Task requirements =>
Find each line in the entries below that contains the string "young", and copy those lines. Matching is case-sensitive.
:: Data excerpts ::
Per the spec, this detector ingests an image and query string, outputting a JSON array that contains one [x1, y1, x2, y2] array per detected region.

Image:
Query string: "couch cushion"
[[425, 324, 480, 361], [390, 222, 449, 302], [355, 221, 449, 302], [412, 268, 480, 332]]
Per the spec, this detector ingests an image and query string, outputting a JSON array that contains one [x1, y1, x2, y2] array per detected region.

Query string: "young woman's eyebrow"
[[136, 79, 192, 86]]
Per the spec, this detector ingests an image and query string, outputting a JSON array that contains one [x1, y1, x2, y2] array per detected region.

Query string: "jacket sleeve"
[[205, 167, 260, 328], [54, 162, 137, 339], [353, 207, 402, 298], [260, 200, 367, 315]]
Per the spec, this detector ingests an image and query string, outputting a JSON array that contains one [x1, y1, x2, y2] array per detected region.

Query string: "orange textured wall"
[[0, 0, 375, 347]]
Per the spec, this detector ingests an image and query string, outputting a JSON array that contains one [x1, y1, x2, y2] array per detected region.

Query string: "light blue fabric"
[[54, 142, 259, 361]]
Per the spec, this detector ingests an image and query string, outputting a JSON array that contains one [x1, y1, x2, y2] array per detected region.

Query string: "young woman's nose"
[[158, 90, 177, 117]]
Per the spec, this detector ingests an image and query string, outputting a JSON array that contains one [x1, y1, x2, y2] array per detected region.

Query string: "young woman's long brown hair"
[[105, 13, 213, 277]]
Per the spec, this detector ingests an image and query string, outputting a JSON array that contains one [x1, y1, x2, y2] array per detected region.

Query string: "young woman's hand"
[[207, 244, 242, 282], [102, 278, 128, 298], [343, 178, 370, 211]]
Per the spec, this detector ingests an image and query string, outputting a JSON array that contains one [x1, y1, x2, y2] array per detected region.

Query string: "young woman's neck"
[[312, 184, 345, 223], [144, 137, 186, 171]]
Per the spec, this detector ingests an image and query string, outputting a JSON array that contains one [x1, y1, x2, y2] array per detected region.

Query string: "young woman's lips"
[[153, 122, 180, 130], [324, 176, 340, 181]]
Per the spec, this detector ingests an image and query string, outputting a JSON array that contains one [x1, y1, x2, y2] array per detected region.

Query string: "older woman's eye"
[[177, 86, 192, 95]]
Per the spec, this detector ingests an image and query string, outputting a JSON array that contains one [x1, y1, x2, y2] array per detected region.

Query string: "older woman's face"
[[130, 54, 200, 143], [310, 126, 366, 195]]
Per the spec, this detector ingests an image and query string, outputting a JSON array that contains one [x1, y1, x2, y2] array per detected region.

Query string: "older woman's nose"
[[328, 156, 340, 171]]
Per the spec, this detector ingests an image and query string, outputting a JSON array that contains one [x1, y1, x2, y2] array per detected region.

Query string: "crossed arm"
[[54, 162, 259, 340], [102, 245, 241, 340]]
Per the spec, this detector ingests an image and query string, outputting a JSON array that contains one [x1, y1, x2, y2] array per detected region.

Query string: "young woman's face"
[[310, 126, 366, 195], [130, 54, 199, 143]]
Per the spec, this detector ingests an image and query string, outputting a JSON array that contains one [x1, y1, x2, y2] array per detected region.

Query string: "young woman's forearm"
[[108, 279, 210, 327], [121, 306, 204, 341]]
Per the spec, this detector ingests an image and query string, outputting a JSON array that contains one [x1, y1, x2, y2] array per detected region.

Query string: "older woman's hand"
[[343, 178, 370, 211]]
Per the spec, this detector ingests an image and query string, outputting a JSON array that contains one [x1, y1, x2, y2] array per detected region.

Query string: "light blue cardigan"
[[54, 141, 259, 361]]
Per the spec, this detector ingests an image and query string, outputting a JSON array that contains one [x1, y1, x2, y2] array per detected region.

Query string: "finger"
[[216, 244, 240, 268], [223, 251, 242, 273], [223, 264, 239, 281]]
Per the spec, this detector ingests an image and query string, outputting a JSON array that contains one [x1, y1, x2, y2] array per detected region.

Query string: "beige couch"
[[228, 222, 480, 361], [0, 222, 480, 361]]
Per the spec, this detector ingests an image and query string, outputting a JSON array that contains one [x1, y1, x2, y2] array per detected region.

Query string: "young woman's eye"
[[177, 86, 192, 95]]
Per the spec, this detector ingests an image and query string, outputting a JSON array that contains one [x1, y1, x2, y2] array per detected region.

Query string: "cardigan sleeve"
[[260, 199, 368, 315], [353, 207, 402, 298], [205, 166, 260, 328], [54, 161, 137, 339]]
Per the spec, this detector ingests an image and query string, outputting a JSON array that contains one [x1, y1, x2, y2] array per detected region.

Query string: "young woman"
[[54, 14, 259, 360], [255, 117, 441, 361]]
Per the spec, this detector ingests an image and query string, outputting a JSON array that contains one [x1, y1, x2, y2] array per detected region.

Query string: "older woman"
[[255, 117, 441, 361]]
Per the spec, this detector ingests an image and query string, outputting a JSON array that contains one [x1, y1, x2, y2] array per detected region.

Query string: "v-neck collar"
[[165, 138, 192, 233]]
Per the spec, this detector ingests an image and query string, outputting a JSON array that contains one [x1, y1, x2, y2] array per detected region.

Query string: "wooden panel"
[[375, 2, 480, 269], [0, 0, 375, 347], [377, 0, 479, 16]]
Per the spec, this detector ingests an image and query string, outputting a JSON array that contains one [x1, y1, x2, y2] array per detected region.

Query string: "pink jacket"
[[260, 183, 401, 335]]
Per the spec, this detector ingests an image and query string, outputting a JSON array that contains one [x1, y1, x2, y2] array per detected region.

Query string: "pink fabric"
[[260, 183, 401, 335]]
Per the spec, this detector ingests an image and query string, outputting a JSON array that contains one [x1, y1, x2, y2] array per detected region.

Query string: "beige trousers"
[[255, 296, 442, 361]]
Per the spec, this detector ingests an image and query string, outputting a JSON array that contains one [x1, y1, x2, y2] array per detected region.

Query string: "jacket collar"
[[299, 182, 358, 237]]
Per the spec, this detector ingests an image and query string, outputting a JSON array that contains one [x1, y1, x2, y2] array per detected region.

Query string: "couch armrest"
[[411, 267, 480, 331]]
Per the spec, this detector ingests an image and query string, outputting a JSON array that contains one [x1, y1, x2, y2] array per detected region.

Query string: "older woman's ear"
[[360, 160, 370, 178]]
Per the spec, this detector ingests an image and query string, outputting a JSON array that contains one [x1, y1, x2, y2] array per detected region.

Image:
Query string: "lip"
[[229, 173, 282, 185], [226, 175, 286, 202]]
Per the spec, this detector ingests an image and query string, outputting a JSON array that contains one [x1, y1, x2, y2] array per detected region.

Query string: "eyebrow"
:::
Final result =>
Query string: "young woman's eyebrow"
Query string: "young woman's nose"
Query string: "young woman's long brown hair"
Query string: "young woman's hand"
Query string: "young woman's neck"
Query string: "young woman's lips"
Query string: "young woman's face"
Query string: "young woman's forearm"
Query string: "young woman's eye"
Query string: "young woman"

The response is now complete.